- REQUIREMENT
Turn the lines of the records below, from the line with "Label the overcast" through the end of the records, into a Markdown table with the columns Row and Line. Skip blank lines and leave the pictures out.

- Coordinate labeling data

"""

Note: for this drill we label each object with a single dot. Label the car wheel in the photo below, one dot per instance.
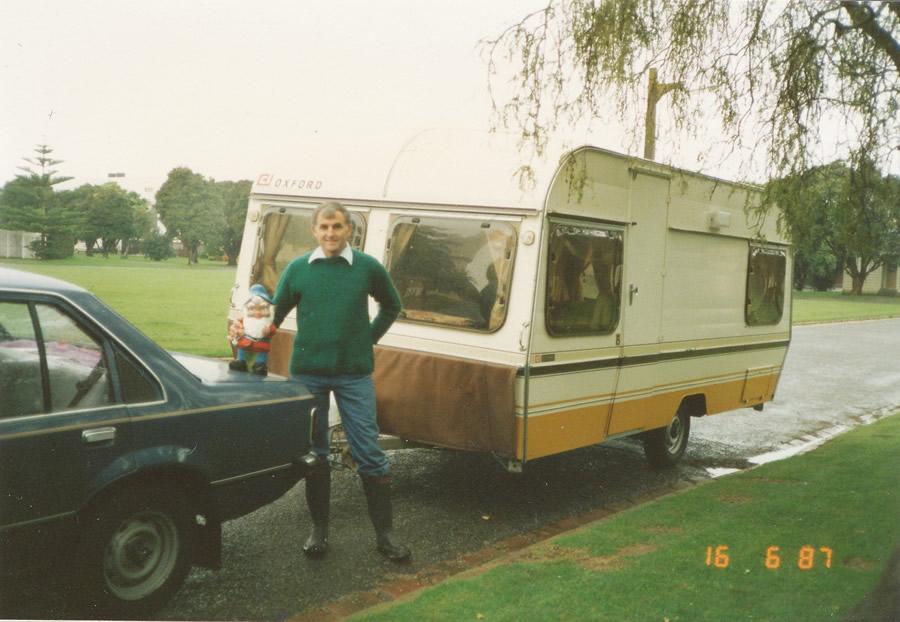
(136, 551)
(664, 447)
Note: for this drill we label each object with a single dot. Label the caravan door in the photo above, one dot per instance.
(635, 406)
(575, 349)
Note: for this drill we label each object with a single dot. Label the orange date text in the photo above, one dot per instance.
(774, 557)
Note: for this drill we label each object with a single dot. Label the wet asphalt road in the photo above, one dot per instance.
(449, 503)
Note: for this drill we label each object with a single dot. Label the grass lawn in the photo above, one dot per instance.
(835, 306)
(802, 539)
(181, 307)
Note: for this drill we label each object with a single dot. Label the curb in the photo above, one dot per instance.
(405, 586)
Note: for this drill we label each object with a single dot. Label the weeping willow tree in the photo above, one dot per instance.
(792, 85)
(770, 74)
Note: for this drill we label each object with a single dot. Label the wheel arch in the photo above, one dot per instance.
(192, 484)
(693, 405)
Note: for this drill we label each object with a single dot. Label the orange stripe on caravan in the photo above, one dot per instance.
(579, 427)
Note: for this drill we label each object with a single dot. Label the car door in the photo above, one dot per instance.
(61, 421)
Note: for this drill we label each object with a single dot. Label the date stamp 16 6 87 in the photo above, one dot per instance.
(806, 557)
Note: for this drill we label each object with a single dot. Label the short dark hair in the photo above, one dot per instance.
(329, 209)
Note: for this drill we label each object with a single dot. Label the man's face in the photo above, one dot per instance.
(332, 233)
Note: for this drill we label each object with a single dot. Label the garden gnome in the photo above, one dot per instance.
(255, 332)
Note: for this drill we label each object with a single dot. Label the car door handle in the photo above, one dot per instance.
(98, 435)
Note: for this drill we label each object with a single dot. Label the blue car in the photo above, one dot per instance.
(120, 460)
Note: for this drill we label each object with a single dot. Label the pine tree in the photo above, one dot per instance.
(30, 203)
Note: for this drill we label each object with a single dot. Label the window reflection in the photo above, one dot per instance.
(452, 271)
(584, 276)
(287, 236)
(20, 363)
(765, 286)
(76, 363)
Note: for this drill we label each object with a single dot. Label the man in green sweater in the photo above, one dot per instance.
(330, 287)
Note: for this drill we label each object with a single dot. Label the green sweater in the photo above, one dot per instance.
(334, 335)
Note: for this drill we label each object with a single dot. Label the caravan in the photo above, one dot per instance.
(545, 307)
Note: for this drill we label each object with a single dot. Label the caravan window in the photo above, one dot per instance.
(452, 271)
(765, 285)
(287, 235)
(583, 279)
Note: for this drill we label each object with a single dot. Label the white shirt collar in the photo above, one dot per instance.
(347, 254)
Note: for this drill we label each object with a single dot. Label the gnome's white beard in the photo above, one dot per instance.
(257, 327)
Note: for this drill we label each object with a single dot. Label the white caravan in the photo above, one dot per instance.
(549, 307)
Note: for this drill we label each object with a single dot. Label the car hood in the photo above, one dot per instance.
(215, 371)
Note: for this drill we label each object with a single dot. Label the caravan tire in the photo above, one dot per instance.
(664, 447)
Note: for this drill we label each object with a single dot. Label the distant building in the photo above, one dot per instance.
(882, 281)
(17, 244)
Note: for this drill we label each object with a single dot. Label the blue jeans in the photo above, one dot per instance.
(355, 396)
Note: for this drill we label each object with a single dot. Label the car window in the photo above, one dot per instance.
(76, 363)
(20, 363)
(136, 387)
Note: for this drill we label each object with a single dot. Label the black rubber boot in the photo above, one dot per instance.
(378, 497)
(318, 499)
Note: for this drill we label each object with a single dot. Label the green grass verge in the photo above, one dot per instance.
(835, 306)
(650, 563)
(181, 307)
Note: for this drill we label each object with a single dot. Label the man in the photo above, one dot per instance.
(333, 353)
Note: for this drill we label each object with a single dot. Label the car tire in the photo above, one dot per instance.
(136, 552)
(664, 447)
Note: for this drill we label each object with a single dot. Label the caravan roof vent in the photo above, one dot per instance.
(716, 220)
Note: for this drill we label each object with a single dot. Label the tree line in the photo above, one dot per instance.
(775, 77)
(108, 219)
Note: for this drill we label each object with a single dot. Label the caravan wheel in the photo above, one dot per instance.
(664, 447)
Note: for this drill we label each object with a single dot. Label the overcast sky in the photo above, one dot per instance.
(230, 87)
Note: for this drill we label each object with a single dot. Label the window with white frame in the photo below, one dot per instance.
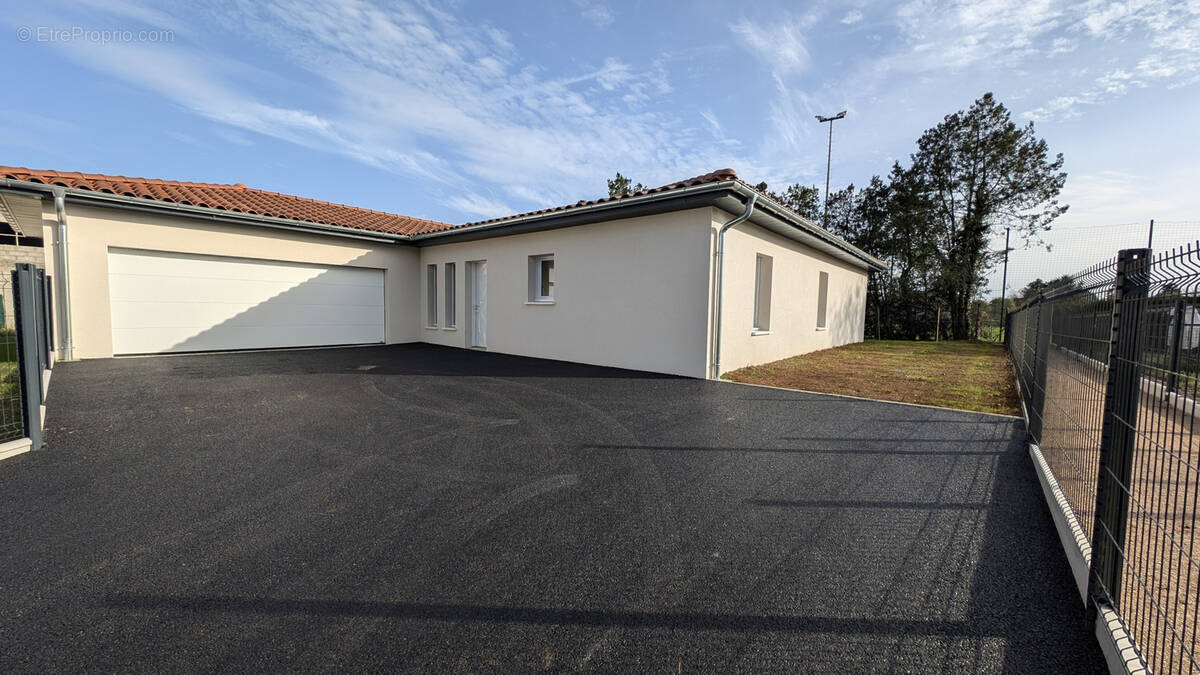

"""

- EXERCISE SOLUTION
| Row | Line |
|---|---|
| 1 | Note: for this drill we label each object with a single dot. Label the overcast sky in the photo above, one dot per instance. |
| 2 | (230, 87) |
| 3 | Note: for this drill we label each object with a single dot. Label the window with white frame in the photo below, one dot per instance. |